→ What is expected: Return every line of the rows that contains the word "wall".

→ Data entries:
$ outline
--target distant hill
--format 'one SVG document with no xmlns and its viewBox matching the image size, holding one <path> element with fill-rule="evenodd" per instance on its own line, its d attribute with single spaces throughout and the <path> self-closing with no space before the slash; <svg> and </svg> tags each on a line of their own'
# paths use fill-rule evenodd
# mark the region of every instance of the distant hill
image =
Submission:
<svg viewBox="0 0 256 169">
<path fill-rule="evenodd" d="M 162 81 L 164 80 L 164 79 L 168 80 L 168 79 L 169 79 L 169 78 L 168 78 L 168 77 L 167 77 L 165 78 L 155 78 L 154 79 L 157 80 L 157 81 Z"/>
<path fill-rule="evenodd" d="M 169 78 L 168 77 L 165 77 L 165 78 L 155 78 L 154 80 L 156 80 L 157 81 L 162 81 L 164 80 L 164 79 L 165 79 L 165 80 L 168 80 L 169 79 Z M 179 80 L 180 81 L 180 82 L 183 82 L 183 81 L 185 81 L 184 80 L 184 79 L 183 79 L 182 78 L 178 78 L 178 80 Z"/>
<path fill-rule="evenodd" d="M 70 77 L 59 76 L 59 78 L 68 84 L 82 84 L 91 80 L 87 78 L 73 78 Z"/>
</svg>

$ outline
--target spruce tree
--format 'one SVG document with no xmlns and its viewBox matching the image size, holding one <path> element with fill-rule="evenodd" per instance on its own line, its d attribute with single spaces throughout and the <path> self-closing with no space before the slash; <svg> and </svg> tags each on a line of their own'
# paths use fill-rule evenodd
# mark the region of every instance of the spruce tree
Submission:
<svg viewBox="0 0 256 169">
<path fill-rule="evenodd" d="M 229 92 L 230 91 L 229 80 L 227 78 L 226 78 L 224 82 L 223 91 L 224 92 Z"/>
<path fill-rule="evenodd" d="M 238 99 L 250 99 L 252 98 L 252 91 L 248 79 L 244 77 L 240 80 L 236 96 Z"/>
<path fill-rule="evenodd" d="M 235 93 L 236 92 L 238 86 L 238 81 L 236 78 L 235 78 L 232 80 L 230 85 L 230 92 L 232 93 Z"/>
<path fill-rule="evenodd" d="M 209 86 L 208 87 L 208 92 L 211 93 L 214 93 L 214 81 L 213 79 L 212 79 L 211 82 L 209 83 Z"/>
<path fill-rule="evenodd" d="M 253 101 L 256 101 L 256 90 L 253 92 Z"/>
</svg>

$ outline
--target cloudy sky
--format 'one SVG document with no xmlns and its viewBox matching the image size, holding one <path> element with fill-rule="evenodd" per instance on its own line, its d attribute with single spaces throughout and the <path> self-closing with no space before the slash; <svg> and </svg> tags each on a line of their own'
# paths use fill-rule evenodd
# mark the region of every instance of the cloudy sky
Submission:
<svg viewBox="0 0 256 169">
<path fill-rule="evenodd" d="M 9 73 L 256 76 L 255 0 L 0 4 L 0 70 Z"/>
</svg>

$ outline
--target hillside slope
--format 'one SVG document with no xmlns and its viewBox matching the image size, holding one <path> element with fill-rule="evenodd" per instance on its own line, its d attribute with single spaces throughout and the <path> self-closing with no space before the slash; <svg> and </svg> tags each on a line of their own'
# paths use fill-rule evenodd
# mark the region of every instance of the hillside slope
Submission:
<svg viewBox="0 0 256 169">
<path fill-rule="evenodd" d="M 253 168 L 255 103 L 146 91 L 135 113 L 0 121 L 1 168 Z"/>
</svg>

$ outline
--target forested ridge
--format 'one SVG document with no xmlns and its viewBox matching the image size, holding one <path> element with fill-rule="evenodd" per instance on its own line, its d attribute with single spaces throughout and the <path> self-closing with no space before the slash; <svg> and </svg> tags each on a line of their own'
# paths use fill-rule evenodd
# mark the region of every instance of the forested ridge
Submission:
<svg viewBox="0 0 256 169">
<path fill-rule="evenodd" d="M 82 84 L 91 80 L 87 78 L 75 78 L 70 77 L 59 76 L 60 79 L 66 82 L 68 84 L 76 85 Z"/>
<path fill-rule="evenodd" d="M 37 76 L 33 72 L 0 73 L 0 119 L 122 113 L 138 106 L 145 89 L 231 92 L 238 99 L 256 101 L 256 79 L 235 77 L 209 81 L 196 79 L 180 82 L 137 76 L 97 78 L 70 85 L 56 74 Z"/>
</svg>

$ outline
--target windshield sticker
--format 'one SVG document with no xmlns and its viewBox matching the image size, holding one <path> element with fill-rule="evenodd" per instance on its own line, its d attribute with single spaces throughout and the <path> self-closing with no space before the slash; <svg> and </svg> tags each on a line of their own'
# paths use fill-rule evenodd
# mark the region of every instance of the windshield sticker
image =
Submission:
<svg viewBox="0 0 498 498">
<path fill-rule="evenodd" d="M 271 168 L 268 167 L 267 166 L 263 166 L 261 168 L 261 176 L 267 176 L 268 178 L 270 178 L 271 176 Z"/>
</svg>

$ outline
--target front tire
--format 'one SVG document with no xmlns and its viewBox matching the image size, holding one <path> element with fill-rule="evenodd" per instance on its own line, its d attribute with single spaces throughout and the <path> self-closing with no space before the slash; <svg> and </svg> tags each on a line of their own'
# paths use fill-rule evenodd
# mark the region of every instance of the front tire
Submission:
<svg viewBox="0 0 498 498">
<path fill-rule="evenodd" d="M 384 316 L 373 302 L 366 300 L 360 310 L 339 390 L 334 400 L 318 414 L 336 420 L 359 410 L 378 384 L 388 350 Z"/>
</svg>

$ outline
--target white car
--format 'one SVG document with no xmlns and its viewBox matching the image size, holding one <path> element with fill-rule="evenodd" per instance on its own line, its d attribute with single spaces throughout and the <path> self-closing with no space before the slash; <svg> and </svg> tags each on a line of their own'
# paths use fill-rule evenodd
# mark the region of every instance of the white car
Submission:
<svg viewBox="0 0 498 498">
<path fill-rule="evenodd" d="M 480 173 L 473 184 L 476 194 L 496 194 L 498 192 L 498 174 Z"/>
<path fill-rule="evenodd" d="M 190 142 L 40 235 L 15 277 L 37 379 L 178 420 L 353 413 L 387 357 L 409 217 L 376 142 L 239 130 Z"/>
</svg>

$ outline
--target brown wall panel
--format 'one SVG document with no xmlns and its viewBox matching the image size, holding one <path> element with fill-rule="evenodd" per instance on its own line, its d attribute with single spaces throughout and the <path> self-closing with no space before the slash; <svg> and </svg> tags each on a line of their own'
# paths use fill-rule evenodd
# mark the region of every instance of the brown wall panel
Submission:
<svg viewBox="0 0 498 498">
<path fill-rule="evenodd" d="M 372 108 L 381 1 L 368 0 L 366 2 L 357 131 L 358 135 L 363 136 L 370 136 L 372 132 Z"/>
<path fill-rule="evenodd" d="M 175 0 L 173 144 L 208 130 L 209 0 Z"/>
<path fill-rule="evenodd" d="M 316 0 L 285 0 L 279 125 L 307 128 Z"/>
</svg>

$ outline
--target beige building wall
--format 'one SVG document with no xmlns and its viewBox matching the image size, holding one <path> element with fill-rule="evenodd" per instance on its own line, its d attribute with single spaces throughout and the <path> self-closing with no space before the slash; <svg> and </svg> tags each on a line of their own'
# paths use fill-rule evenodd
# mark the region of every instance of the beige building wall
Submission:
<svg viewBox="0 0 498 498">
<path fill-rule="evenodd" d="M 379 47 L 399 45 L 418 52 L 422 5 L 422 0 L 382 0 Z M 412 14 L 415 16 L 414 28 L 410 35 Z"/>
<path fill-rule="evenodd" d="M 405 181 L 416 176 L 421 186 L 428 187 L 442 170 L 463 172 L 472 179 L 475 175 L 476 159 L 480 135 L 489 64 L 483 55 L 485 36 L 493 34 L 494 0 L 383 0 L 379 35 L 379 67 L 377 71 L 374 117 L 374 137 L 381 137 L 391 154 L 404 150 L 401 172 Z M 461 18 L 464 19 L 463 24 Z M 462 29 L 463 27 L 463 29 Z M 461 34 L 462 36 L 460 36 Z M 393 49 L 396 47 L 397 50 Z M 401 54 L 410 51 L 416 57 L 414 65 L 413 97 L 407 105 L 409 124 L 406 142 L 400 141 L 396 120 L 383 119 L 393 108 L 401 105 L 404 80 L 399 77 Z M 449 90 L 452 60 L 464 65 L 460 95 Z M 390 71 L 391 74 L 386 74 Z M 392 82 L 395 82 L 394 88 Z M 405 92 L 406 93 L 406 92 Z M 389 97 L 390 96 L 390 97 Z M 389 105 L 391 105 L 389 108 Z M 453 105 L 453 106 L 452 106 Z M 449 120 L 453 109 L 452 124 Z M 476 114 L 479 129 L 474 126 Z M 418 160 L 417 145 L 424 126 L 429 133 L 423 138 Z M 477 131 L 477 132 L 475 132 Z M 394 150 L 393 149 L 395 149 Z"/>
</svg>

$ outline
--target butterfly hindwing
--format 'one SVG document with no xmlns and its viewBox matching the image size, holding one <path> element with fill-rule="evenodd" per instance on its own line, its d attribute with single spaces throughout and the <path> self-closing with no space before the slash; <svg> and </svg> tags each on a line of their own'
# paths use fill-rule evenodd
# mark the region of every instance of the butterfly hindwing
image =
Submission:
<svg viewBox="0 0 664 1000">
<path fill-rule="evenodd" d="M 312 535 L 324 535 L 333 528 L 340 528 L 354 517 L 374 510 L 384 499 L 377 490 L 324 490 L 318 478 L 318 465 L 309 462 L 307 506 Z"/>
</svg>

→ Answer to this task:
--target brown wall panel
# mark the region of every instance of the brown wall panel
--target beige building wall
# mark the region of every instance of the beige building wall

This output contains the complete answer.